● **PAGE**
|---|

The Czech List - 4 Things to Do in Prague and Beyond

With its maze of cobbled streets and quirky charm, it’s easy to see why Prague’s popularity has soared in recent years. To help you make the most of your time in the Czech capital, we’ve highlighted four of the best things to do in Prague. Consider adding these sites to your itinerary.

1. The Old Town Square 

Christmas Markets, courtesy of Albatross traveller K. Aiken

Located in the heart of the city, Prague’s Old Town Square is famous for its carefully preserved architecture. Despite the Czech Republic’s rather tumultuous history, the square has remained much the same since around the 10th century. It houses several ancient structures, including the Church of Our Lady Before Týn, a Gothic church featuring 80-foot spires. There’s also a medieval astronomical clock, the oldest of its kind in the world, and the Church of St Nicholas.

No matter what time of year you visit Prague, there’s always something happening in the Old Town Square. It plays host to the country’s biggest Christmas market throughout December and January, and on New Year’s Eve people gather there to enjoy the fireworks. If you’re travelling during spring or summer, make the most of the fine weather by grabbing a bite to eat at one of the square’s alfresco cafés.

2. Charles Bridge

Charles Bridge Prague

Crossing the Vltava River, Charles Bridge is much more than just a landmark. Since being commissioned by King Charles IV in the 1300s, it has become a symbol of the Czech Republic’s proud history. Having weathered several bloody battles, disastrous floods and numerous renovations, Charles Bridge is only open to foot traffic these days. Offering panoramic views of Prague, it’s the perfect place to take in the sights of the city.

|---|

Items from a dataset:
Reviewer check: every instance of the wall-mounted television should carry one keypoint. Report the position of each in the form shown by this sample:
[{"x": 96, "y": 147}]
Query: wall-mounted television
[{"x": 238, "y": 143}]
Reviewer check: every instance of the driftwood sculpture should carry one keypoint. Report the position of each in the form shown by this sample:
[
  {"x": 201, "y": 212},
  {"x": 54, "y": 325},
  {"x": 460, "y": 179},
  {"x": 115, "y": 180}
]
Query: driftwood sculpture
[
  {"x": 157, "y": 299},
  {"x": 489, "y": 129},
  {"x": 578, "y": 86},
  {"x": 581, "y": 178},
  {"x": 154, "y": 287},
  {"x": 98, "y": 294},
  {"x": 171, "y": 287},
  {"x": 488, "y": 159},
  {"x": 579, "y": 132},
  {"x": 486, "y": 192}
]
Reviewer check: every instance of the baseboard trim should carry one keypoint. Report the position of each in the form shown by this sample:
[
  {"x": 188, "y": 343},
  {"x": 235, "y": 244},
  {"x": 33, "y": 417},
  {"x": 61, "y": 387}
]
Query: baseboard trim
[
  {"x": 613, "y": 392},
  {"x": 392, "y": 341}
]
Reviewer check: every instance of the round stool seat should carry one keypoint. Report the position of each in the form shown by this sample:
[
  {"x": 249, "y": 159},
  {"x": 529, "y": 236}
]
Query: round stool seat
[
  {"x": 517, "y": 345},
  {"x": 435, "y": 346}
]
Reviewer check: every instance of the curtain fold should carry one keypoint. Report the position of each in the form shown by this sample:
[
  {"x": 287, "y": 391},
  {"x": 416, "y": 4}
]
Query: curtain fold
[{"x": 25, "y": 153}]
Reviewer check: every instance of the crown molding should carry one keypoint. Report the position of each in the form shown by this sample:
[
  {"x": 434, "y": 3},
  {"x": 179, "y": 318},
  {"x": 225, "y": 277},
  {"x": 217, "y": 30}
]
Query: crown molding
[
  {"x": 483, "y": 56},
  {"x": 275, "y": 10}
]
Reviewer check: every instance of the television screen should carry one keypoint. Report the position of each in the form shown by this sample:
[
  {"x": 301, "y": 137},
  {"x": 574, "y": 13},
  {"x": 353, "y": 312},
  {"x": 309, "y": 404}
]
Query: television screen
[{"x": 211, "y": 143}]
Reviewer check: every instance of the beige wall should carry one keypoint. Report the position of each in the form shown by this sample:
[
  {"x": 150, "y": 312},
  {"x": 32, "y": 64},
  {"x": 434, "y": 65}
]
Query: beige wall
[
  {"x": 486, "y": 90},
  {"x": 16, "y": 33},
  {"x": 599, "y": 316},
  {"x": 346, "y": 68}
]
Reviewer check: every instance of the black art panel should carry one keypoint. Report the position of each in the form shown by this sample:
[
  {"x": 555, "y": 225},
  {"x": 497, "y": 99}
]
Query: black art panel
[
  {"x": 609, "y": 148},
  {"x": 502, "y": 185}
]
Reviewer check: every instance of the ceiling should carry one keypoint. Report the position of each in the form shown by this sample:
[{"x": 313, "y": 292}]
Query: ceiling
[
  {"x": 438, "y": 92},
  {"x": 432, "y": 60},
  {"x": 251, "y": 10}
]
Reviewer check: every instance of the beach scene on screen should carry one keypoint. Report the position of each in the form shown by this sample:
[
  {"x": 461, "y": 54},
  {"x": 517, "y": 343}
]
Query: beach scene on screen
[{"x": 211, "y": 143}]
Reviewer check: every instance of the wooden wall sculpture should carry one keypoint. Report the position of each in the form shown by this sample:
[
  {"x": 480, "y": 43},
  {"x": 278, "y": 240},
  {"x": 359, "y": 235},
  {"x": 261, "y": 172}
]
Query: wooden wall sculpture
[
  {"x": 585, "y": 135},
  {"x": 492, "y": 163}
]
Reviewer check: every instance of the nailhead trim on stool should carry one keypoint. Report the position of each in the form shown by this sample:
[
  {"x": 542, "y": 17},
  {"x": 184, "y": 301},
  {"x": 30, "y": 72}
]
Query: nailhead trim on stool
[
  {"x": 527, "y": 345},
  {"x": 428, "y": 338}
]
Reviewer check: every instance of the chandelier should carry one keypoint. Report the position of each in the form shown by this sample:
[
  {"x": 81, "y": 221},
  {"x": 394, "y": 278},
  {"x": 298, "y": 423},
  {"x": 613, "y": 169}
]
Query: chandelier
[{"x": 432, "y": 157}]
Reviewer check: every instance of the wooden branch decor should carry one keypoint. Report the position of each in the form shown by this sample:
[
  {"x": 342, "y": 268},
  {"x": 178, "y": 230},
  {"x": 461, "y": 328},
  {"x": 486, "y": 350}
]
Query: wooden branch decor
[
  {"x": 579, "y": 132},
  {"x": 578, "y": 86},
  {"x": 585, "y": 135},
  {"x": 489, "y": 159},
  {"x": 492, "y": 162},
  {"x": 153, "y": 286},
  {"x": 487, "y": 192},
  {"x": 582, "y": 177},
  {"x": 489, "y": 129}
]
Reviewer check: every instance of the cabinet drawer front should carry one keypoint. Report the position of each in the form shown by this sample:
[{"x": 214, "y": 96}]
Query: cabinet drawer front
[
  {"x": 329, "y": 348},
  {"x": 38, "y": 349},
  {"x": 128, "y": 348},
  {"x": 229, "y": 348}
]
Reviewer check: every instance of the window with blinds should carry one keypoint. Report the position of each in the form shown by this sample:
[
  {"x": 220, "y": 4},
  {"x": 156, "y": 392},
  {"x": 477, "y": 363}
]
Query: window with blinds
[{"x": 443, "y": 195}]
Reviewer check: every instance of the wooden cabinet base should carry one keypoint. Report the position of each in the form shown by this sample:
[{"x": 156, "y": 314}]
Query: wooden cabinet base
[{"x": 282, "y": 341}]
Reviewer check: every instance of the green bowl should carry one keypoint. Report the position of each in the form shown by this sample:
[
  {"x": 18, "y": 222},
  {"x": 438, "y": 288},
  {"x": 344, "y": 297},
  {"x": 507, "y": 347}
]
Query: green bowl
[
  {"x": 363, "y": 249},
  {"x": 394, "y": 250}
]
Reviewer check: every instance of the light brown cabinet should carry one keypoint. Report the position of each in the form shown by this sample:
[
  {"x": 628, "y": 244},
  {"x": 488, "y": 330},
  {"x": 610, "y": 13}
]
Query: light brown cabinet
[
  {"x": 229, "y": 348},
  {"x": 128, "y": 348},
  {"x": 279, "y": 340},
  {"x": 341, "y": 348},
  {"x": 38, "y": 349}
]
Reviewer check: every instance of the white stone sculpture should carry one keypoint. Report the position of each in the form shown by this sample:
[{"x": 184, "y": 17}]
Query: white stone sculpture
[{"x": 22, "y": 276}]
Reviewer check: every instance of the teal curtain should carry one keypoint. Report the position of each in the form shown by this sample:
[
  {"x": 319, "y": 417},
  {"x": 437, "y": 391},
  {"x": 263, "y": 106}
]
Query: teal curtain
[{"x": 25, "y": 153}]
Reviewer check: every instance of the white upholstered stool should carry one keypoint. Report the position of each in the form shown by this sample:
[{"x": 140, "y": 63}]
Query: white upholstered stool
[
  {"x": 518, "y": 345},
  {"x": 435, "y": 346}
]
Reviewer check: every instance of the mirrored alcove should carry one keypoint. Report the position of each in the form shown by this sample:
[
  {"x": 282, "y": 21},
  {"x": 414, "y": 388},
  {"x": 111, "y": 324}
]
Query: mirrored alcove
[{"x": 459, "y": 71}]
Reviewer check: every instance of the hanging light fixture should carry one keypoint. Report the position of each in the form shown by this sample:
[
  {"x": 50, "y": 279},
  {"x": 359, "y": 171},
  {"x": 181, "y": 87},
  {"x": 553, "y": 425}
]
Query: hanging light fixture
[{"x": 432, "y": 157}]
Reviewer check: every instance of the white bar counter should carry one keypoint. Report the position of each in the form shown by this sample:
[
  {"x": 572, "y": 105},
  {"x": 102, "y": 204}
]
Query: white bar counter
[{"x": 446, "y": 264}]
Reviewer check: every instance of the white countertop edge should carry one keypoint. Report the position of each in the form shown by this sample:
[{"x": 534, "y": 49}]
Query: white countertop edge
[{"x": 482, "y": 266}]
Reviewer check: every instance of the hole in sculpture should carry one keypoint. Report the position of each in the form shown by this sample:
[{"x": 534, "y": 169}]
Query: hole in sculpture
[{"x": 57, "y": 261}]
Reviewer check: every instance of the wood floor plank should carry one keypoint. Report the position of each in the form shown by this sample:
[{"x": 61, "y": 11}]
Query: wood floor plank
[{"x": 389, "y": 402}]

|---|

● **REQUEST 1**
According to the Prague travel page, who commissioned Charles Bridge?
● **REQUEST 2**
Rewrite the rows as a Markdown table with columns No. and Line, starting with the line that contains "Reviewer check: every instance of the white countertop" and going on through the last line of the rows. Leave out blank lines.

● **ANSWER 1**
King Charles IV commissioned Charles Bridge in the 1300s.

● **ANSWER 2**
| No. | Line |
|---|---|
| 1 | Reviewer check: every instance of the white countertop edge should carry one keypoint. Report the position of each in the form shown by this sample: |
| 2 | [{"x": 534, "y": 49}] |
| 3 | Query: white countertop edge |
| 4 | [{"x": 482, "y": 266}] |
| 5 | Reviewer check: every instance of the hole in sculpture should carry one keypoint. Report the position of each in the form shown by this sample: |
| 6 | [{"x": 534, "y": 169}] |
| 7 | Query: hole in sculpture |
| 8 | [{"x": 57, "y": 261}] |
| 9 | Reviewer check: every instance of the wood floor plank should carry one keypoint. Report the position of each in the form shown by this sample: |
| 10 | [{"x": 61, "y": 11}] |
| 11 | Query: wood floor plank |
| 12 | [{"x": 389, "y": 402}] |